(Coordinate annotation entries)

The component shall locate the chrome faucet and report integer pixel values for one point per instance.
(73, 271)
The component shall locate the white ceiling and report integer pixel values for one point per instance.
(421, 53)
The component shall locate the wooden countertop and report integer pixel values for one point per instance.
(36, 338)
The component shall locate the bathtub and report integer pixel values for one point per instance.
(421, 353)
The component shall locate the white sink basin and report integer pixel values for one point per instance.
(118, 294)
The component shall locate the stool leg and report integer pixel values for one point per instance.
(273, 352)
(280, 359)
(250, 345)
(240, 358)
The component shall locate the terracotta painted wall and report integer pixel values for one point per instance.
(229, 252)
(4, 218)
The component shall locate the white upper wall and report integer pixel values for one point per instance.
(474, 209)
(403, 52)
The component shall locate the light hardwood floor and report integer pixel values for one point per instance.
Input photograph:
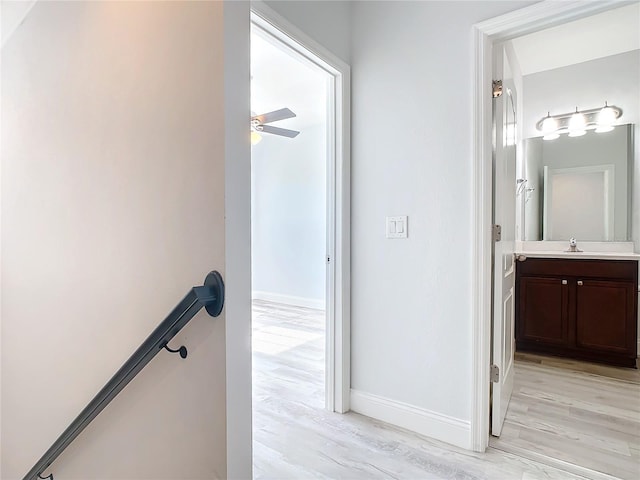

- **GIVEN EXERCISE**: Show each line from the listing above that contains the word "wall", copying every such line in full.

- **THE RESULT**:
The component shall locate the terracotta painted wall and report integer pixel values for one point per instance.
The component shall locate the white upper wall and report integer pixel values for one point per instance.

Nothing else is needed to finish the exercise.